Collected data entries:
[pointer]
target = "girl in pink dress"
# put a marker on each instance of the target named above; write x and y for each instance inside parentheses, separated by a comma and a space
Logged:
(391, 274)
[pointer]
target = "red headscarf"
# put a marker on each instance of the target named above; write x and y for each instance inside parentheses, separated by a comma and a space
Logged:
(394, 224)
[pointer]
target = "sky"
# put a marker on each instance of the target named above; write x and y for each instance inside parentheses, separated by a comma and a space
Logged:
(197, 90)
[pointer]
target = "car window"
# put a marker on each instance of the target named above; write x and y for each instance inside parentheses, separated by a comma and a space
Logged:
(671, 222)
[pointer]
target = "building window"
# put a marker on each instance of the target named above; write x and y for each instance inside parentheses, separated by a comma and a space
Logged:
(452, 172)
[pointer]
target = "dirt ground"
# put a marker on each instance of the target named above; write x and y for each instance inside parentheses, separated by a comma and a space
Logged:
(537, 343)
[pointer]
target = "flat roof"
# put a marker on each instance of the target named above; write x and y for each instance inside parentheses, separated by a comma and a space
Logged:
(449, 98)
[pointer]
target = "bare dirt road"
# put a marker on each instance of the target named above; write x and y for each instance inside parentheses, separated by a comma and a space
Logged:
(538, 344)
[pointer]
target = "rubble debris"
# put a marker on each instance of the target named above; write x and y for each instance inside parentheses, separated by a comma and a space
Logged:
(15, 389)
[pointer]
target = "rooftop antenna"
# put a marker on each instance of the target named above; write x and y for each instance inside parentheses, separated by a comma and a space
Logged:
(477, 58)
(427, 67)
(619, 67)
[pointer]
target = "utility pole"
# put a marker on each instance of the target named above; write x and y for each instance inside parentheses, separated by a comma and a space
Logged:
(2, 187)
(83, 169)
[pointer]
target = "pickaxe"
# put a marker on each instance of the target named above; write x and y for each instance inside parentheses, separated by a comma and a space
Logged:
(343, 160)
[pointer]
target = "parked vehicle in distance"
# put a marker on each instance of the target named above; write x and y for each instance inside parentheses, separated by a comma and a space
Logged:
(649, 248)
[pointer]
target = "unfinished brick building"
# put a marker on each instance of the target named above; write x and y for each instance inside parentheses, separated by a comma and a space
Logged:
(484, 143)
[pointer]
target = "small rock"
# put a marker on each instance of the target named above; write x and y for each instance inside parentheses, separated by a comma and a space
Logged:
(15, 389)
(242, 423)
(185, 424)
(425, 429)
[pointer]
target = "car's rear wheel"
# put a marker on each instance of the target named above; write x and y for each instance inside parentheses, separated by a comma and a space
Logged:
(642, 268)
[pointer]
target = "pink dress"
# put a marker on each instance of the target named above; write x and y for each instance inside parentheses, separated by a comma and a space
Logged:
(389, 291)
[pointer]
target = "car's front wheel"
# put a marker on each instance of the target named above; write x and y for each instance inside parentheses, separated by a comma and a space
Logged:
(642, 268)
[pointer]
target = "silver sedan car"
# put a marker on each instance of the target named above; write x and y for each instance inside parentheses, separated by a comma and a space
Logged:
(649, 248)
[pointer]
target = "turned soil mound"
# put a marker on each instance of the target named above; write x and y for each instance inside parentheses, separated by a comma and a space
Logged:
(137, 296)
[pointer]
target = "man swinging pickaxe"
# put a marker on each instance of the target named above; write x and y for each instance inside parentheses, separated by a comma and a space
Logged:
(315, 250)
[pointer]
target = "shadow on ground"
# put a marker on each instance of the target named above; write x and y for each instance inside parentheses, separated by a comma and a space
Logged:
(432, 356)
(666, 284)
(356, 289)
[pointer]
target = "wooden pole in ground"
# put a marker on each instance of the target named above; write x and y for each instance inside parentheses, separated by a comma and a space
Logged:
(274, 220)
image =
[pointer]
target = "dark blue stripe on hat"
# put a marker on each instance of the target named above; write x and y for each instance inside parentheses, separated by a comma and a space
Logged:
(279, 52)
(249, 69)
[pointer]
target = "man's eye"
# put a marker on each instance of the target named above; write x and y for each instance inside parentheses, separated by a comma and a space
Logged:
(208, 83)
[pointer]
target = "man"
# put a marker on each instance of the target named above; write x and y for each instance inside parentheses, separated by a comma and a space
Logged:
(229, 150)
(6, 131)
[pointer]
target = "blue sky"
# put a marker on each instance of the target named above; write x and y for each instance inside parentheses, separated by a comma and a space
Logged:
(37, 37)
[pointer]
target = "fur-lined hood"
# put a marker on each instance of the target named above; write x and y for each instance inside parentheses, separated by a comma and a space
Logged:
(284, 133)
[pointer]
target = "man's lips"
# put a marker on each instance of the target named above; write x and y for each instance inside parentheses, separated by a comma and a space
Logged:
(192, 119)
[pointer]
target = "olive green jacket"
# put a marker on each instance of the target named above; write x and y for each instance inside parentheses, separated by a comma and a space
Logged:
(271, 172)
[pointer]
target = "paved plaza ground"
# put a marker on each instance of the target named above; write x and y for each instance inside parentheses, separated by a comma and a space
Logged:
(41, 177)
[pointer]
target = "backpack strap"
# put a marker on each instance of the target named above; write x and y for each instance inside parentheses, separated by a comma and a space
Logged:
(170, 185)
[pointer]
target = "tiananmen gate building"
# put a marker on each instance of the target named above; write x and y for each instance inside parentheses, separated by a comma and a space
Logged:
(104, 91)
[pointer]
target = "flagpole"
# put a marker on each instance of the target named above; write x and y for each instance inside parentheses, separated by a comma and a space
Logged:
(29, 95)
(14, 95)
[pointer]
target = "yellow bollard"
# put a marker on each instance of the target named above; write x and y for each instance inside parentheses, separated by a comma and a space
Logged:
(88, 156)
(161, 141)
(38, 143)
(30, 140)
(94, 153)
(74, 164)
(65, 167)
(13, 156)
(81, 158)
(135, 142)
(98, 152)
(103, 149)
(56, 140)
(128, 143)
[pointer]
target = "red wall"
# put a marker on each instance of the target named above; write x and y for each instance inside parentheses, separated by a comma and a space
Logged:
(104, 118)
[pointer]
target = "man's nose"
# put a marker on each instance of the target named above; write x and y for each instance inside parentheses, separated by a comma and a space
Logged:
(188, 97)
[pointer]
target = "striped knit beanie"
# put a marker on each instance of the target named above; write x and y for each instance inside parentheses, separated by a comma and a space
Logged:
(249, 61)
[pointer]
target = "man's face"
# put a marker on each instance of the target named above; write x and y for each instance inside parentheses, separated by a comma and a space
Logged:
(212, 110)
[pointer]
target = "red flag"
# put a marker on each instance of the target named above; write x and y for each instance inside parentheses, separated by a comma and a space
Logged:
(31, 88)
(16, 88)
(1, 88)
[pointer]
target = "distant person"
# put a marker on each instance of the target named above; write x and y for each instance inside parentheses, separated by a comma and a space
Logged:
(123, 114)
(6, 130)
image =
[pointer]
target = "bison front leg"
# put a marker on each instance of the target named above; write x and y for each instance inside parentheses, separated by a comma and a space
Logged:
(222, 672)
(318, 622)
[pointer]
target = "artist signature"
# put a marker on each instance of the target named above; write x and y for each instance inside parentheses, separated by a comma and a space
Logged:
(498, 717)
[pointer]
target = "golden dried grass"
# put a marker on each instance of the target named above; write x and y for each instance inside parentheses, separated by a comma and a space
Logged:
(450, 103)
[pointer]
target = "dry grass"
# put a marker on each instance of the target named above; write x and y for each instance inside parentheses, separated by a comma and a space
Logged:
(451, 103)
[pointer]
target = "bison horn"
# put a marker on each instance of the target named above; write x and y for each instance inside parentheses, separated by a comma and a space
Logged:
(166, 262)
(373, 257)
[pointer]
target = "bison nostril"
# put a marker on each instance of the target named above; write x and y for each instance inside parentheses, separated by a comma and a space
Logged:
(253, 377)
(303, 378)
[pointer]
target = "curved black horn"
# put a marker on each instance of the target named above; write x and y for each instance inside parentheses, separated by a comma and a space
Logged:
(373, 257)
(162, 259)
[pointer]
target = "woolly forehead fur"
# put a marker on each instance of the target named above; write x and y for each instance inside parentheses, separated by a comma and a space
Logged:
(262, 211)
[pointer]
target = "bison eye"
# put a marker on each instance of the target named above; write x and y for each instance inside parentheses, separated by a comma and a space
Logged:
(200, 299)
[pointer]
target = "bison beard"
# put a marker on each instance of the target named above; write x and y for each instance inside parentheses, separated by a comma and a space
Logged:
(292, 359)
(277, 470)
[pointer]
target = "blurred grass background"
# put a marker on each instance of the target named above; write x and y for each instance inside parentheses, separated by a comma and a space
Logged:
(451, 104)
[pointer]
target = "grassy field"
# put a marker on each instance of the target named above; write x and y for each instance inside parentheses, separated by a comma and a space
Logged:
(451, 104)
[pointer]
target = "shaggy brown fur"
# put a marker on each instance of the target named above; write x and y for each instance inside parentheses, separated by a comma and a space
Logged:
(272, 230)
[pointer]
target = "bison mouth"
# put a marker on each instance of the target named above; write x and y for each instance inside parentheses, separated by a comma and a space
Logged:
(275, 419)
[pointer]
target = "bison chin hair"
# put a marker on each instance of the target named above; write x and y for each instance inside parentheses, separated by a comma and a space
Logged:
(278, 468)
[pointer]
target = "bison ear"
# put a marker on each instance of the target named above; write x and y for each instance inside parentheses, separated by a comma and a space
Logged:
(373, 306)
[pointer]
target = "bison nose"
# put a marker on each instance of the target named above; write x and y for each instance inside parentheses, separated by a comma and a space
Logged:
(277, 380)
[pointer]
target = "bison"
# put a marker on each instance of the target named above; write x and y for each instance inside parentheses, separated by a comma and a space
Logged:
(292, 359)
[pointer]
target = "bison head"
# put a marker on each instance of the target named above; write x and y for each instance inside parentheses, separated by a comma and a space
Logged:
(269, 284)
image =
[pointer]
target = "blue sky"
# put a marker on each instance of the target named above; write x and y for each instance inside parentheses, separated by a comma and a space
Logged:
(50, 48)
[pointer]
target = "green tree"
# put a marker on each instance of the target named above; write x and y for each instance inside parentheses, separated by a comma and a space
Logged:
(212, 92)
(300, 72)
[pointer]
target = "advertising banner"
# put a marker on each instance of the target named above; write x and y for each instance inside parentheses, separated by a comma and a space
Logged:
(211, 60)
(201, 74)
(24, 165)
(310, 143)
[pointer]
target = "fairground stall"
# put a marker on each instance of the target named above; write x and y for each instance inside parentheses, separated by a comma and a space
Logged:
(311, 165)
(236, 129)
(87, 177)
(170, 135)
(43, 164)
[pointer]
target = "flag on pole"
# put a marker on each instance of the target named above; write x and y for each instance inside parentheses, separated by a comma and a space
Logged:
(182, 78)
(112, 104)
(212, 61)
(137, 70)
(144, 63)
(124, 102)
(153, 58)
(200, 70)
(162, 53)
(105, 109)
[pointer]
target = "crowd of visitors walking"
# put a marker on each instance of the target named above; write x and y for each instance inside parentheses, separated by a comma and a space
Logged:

**Assignment**
Please show every line of the records that holds the word "wheel".

**Answer to the problem**
target = "car's rear wheel"
target = "car's front wheel"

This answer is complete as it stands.